== Records for the task
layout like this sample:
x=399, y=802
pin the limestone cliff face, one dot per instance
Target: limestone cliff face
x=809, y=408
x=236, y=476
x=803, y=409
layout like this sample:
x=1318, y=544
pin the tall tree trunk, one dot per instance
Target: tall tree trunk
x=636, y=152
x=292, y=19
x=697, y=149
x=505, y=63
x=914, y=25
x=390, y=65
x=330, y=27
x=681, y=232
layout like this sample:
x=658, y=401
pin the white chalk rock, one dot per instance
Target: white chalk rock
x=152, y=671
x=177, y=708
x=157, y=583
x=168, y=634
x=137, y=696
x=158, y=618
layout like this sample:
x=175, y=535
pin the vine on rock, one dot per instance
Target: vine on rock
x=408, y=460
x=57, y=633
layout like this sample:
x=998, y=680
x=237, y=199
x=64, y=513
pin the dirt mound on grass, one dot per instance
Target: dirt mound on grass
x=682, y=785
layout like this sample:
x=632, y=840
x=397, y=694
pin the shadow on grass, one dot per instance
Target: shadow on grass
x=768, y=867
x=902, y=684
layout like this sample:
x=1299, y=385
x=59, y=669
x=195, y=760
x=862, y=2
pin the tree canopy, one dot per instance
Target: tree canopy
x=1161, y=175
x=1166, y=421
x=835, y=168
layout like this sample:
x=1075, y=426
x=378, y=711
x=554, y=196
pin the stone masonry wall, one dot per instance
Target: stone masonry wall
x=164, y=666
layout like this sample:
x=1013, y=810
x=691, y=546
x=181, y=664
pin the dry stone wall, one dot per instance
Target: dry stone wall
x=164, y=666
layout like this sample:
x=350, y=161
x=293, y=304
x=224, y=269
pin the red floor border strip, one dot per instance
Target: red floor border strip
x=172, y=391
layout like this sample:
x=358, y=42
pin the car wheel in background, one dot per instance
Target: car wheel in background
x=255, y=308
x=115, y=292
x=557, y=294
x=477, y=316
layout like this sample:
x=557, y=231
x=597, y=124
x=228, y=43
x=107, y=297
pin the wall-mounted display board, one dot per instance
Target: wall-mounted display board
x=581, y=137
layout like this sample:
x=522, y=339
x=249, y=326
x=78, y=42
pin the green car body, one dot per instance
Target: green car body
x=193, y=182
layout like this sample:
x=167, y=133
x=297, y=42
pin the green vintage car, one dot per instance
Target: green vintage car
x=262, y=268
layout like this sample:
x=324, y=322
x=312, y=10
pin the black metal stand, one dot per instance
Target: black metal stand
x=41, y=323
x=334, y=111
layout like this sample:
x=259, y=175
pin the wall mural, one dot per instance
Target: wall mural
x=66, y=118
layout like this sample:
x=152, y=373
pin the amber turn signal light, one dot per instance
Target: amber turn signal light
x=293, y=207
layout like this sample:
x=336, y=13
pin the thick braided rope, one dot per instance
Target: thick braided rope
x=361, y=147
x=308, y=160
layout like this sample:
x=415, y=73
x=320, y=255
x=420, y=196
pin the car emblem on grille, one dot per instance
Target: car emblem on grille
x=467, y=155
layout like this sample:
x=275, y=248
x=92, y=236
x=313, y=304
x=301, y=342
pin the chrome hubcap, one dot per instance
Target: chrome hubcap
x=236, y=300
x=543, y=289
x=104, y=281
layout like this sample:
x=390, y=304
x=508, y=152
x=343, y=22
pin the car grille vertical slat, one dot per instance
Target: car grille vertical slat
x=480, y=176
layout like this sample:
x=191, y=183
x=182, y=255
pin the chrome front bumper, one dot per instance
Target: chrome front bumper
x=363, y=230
====
Your task ::
Rewrite all the rows above, replacing every "one dot per instance" with "a single dot per instance" and leaving everything else unchanged.

Solution for this task ::
layout like this sample:
x=399, y=802
pin the limestone cliff face, a single dot per instance
Target: limestone cliff face
x=809, y=408
x=236, y=476
x=803, y=409
layout like this sample:
x=1318, y=544
pin the tall tree trunk, a single dot per instance
Target: tall tree trunk
x=636, y=152
x=292, y=19
x=697, y=149
x=505, y=63
x=914, y=25
x=390, y=65
x=330, y=27
x=681, y=232
layout like this sample:
x=658, y=401
pin the white chalk rock, a single dot per instance
Target: white chalk rock
x=152, y=671
x=177, y=708
x=157, y=583
x=168, y=634
x=137, y=696
x=158, y=618
layout like this sample:
x=175, y=535
pin the vine on rock, a single dot per instance
Target: vine on rock
x=408, y=460
x=57, y=633
layout like this sample:
x=998, y=680
x=237, y=199
x=64, y=513
pin the dirt mound on grass, a single dot per instance
Target: dirt mound on grass
x=682, y=785
layout like this sample:
x=632, y=840
x=397, y=694
pin the shadow on grass, a single dot per instance
Target: shadow on grass
x=768, y=867
x=902, y=684
layout like this sample:
x=1299, y=385
x=59, y=669
x=195, y=760
x=862, y=2
pin the tree canopy, a single dot per instance
Target: tree canopy
x=1161, y=175
x=1166, y=421
x=835, y=168
layout like this sample:
x=1075, y=426
x=378, y=711
x=554, y=196
pin the stone masonry wall, a single dot per instance
Target: stone masonry wall
x=164, y=666
layout like this sample:
x=1013, y=810
x=691, y=546
x=181, y=664
pin the dry stone wall, a single dot per instance
Target: dry stone wall
x=164, y=666
layout like this sample:
x=350, y=161
x=293, y=304
x=224, y=269
pin the red floor border strip, a single dot per instance
Target: red floor border strip
x=172, y=391
layout like this sample:
x=358, y=42
pin the car wheel in background, a single dot per instance
Target: car wheel in background
x=255, y=308
x=115, y=292
x=557, y=294
x=477, y=316
layout like this sample:
x=557, y=231
x=597, y=124
x=228, y=43
x=107, y=297
pin the wall-mounted display board, a single dot per instance
Target: wall-mounted display board
x=581, y=137
layout like this sample:
x=522, y=339
x=249, y=326
x=78, y=42
pin the green car body, a single dot per instance
Target: green car body
x=193, y=182
layout like this sample:
x=167, y=133
x=297, y=42
pin the green vintage car, a single dot per instance
Target: green vintage car
x=262, y=268
layout like this sample:
x=324, y=322
x=312, y=10
pin the black metal stand, a single dot per instance
Target: black metal stand
x=41, y=323
x=334, y=111
layout like this sample:
x=259, y=175
pin the wall mural, a single dot per instance
Target: wall mural
x=66, y=118
layout like this sample:
x=152, y=373
pin the amber turn signal light, a single dot per instance
Target: amber turn signal light
x=293, y=207
layout like this sample:
x=336, y=13
pin the thick braided rope, a single dot per instance
Target: thick braided rope
x=361, y=147
x=308, y=160
layout like this sample:
x=415, y=73
x=320, y=255
x=420, y=196
pin the car emblem on grille, a single dot per instance
Target: car emblem on grille
x=467, y=155
layout like this sample:
x=275, y=248
x=92, y=236
x=313, y=304
x=301, y=342
pin the chrome hubcap, a single dot per instance
Target: chrome hubcap
x=236, y=300
x=543, y=289
x=104, y=281
layout like this sample:
x=390, y=304
x=508, y=152
x=343, y=22
pin the car grille vertical slat, a single dot per instance
Target: car grille vertical slat
x=480, y=176
layout like this sample:
x=191, y=183
x=182, y=255
pin the chrome front bumper, a single dot per instance
Target: chrome front bumper
x=363, y=230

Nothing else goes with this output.